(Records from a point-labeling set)
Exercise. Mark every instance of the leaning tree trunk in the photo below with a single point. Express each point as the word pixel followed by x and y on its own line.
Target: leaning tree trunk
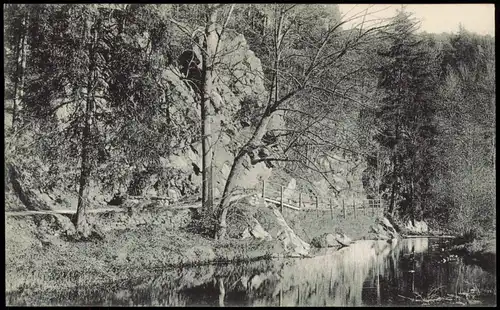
pixel 20 69
pixel 210 44
pixel 86 167
pixel 237 170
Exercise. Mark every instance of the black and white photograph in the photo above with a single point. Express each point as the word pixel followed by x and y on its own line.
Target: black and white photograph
pixel 250 154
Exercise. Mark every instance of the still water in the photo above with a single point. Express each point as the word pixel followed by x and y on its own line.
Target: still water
pixel 367 273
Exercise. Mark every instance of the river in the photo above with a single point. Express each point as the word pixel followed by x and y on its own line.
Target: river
pixel 367 273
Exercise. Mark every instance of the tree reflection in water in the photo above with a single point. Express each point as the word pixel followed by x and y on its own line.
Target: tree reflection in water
pixel 365 273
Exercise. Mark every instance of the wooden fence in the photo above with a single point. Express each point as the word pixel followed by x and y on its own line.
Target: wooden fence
pixel 367 206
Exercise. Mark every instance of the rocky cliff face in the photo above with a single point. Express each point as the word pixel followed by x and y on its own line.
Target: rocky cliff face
pixel 238 97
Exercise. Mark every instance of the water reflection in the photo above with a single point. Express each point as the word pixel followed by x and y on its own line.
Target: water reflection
pixel 365 273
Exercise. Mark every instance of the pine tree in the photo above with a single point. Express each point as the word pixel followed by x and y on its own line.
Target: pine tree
pixel 407 80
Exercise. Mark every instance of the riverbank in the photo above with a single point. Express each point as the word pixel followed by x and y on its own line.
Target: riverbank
pixel 481 250
pixel 36 262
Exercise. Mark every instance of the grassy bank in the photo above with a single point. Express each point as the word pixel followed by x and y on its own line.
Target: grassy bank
pixel 39 263
pixel 481 249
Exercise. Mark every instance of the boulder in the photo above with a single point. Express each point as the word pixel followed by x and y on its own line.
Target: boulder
pixel 246 234
pixel 259 233
pixel 343 239
pixel 291 242
pixel 324 241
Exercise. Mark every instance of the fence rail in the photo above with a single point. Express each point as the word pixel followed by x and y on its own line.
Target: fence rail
pixel 368 205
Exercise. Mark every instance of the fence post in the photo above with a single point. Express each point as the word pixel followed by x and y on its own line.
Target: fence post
pixel 317 214
pixel 331 208
pixel 281 200
pixel 263 188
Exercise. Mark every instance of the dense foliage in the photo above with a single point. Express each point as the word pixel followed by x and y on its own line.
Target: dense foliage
pixel 94 95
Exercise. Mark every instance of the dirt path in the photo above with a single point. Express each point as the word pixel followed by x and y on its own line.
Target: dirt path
pixel 100 210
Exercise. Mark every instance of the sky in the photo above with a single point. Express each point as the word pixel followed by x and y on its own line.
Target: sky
pixel 435 18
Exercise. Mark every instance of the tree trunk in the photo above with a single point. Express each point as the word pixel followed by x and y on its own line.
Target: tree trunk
pixel 237 167
pixel 237 170
pixel 20 68
pixel 85 169
pixel 207 110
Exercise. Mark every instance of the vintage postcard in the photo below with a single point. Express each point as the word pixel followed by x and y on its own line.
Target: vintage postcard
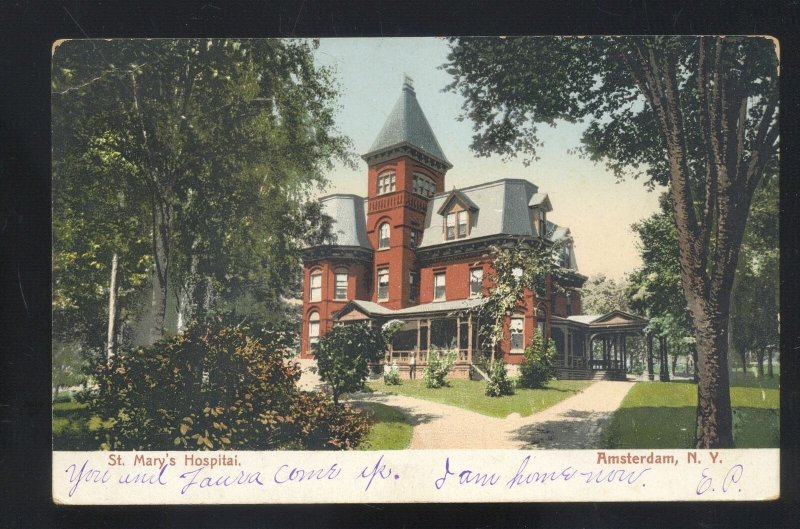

EXERCISE DIRECTIONS:
Copy out every one of the records above word for word, leaving out the pictures.

THE SOLUTION:
Exercise. Mark every instance of the leaning tree trunk in the photo below with a single point. Express each point as the word pixel followed by x and y on its own line.
Target: leaning tree trunk
pixel 20 69
pixel 210 44
pixel 86 167
pixel 237 170
Exercise. Mark every instance of the black and white photograph in the photo above with a single point. Express each point as the word pixel followed by x and y on its own line.
Target: black and white photograph
pixel 250 154
Exercise. Mark every instance of the still water in the photo above with a single point. Express each point as the word pixel followed by x and y on its own line.
Target: still water
pixel 367 273
Exercise. Mark every instance of the river in the photo above with a single point. Express each point as the word pixel followed by x and y on its own line.
Target: river
pixel 367 273
Exercise. Mark every instance of the tree reflection in water in the photo above with a single point. Express each point as the word pixel followed by x and y on its own line.
Target: tree reflection in water
pixel 365 273
Exercise. Mark every instance of the wooden fence in the photo above with a single point. Express each point as the word pixel followed by x and y on its own line.
Target: wooden fence
pixel 367 206
Exercise. Mark every instance of the rocky cliff face in the photo above with a single point. Express each point as the word pixel followed by x and y on its own line.
Target: rocky cliff face
pixel 238 97
Exercise. Mark every instance of the water reflection in the photo above with a single point. Express each point as the word pixel followed by x and y on its own line.
Target: water reflection
pixel 365 273
Exercise. Mark every instance of the pine tree in the photo above with a single point. Express each point as the word pixel followed by x and y on its own line.
Target: pine tree
pixel 407 80
Exercise. Mark every instance of the riverbank in the photo above with a single point. Express each point as the word pixel followed by x and y on its own line.
Target: riverbank
pixel 481 250
pixel 36 262
Exercise. Mark every instance of the grassy bank in the photo above with a single point. Express each point as the word pixel followed by x and y on its own line.
Target: grassy bank
pixel 39 263
pixel 481 249
Exercise. Mark every instance of the boulder in the photo above with a single point. Express each point as the word pixel followed by x and y on its own line.
Target: boulder
pixel 246 234
pixel 259 233
pixel 343 239
pixel 291 242
pixel 324 241
Exercise. Mark every instance of the fence rail in the photo above with a single point. Express each point as the word pixel followed by x and y on its own line.
Target: fence rail
pixel 368 205
Exercise. Mark every instance of the fence post in the photo above with a single point. Express each point as the word pixel followed by x and y on its own line.
Target: fence post
pixel 317 214
pixel 331 208
pixel 281 200
pixel 263 188
Exercise. Mark every instance of the dense foliage in the photo above with a single point. Express each point as the word pixel followed by x and y on its own line.
Target: dense foliage
pixel 94 95
Exercise. Mark every instance of the dirt path in the photo above with a single point. Express each point as the word pixel followed by x and y on its own line.
Target: dirt path
pixel 100 210
Exercise. Mark every instance of the sky in the photo above with a single point. Express each point as the word pixel followed by x and y on its own line.
Target: sky
pixel 435 18
Exercise. Mark every instance of the tree trunk in the photo above with a single point. Express each point as the word pixel followed by x and y on its own line.
Target: tree trunk
pixel 237 167
pixel 237 170
pixel 20 68
pixel 85 169
pixel 207 110
Exercise. Mark every instance of the vintage postcard in the photo below with a single point. Express each point as the word pixel followed by x and y on its own line.
Target: vintage postcard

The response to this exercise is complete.